DATA SUPPLIED:
--------------------
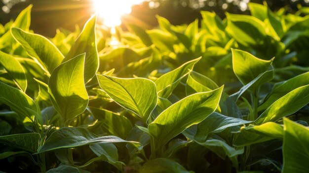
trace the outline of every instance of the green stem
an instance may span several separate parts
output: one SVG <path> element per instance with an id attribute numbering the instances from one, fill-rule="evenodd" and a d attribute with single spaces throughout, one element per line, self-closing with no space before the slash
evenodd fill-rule
<path id="1" fill-rule="evenodd" d="M 154 138 L 153 137 L 150 137 L 150 146 L 151 147 L 151 154 L 150 155 L 150 159 L 154 159 L 156 158 L 155 156 L 155 144 L 154 143 Z"/>

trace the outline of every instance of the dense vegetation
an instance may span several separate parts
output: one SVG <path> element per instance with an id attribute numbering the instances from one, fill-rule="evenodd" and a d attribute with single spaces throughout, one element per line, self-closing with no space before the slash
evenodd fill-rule
<path id="1" fill-rule="evenodd" d="M 49 39 L 31 6 L 0 25 L 0 171 L 309 172 L 308 9 L 249 6 Z"/>

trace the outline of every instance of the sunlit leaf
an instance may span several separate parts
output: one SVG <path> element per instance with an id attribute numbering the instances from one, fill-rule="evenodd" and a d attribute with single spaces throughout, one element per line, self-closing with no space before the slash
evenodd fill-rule
<path id="1" fill-rule="evenodd" d="M 62 64 L 55 69 L 48 81 L 50 100 L 65 122 L 83 112 L 88 104 L 84 60 L 83 54 Z"/>
<path id="2" fill-rule="evenodd" d="M 262 124 L 276 121 L 294 113 L 309 103 L 309 85 L 297 88 L 278 99 L 264 112 L 255 123 Z"/>
<path id="3" fill-rule="evenodd" d="M 194 138 L 199 143 L 204 143 L 206 141 L 208 135 L 210 133 L 221 132 L 230 127 L 251 122 L 252 121 L 229 117 L 219 113 L 214 112 L 197 125 L 196 134 Z"/>
<path id="4" fill-rule="evenodd" d="M 98 137 L 81 127 L 64 127 L 53 132 L 44 144 L 38 149 L 39 153 L 60 148 L 75 148 L 95 143 L 127 142 L 139 148 L 137 142 L 128 141 L 118 137 Z"/>
<path id="5" fill-rule="evenodd" d="M 147 121 L 156 105 L 157 95 L 154 82 L 142 78 L 97 76 L 100 86 L 112 99 Z"/>
<path id="6" fill-rule="evenodd" d="M 5 69 L 17 87 L 25 92 L 27 78 L 22 66 L 13 56 L 0 51 L 0 64 Z"/>
<path id="7" fill-rule="evenodd" d="M 259 107 L 259 110 L 266 109 L 277 100 L 298 87 L 309 84 L 309 72 L 295 76 L 288 80 L 274 84 L 266 101 Z"/>
<path id="8" fill-rule="evenodd" d="M 50 74 L 63 60 L 63 55 L 50 41 L 39 35 L 11 29 L 12 35 L 28 54 L 44 70 Z"/>
<path id="9" fill-rule="evenodd" d="M 95 75 L 99 68 L 99 56 L 96 44 L 95 26 L 97 15 L 90 18 L 85 24 L 81 33 L 66 55 L 62 62 L 86 53 L 84 80 L 89 82 Z"/>
<path id="10" fill-rule="evenodd" d="M 177 69 L 159 77 L 155 81 L 158 96 L 163 98 L 168 98 L 180 80 L 191 72 L 194 65 L 201 58 L 198 58 L 189 61 Z"/>
<path id="11" fill-rule="evenodd" d="M 282 125 L 270 122 L 260 125 L 250 125 L 242 127 L 233 143 L 235 146 L 245 146 L 260 143 L 273 138 L 282 139 L 283 136 Z"/>
<path id="12" fill-rule="evenodd" d="M 261 60 L 248 52 L 237 49 L 232 49 L 232 54 L 233 70 L 244 85 L 254 80 L 260 74 L 272 68 L 272 59 Z"/>
<path id="13" fill-rule="evenodd" d="M 42 117 L 30 111 L 38 112 L 39 107 L 33 100 L 20 90 L 0 82 L 0 101 L 23 118 L 32 118 L 34 115 L 41 124 Z"/>
<path id="14" fill-rule="evenodd" d="M 206 118 L 218 106 L 223 86 L 208 92 L 194 94 L 181 100 L 163 111 L 148 129 L 158 146 L 193 125 Z"/>

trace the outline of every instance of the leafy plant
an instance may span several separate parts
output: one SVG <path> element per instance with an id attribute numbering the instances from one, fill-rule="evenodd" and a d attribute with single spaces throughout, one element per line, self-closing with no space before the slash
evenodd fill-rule
<path id="1" fill-rule="evenodd" d="M 249 6 L 54 38 L 26 8 L 0 26 L 0 171 L 309 172 L 308 16 Z"/>

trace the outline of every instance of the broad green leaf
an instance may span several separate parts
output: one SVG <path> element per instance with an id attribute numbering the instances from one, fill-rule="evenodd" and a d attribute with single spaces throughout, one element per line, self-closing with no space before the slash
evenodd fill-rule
--------------------
SET TASK:
Starting with the first line and going on through the line with "172 L 308 9", give those lines again with "dense vegetation" changed to "thick vegetation" and nothing else altered. Leave the pictures out.

FINAL RESULT:
trace the outline of every instance of the green stem
an instance may span several separate parts
output: one SVG <path> element per instance with an id attribute numbering the instances from one, fill-rule="evenodd" and a d attribute with single spaces throughout, one element per line, self-closing with no space before the slash
evenodd fill-rule
<path id="1" fill-rule="evenodd" d="M 154 138 L 153 137 L 150 137 L 150 146 L 151 147 L 151 154 L 150 155 L 150 159 L 154 159 L 156 158 L 155 156 L 155 144 L 154 143 Z"/>

trace the outline of every instance of the thick vegetation
an instance may span several separate parts
output: one SVG <path> element per instance with an id attribute numbering the instances from one, fill-rule="evenodd" and a d attribute with single spaces throughout, one element per line, self-closing with no space before the slash
evenodd fill-rule
<path id="1" fill-rule="evenodd" d="M 49 39 L 31 6 L 0 25 L 0 171 L 309 172 L 308 9 L 249 6 Z"/>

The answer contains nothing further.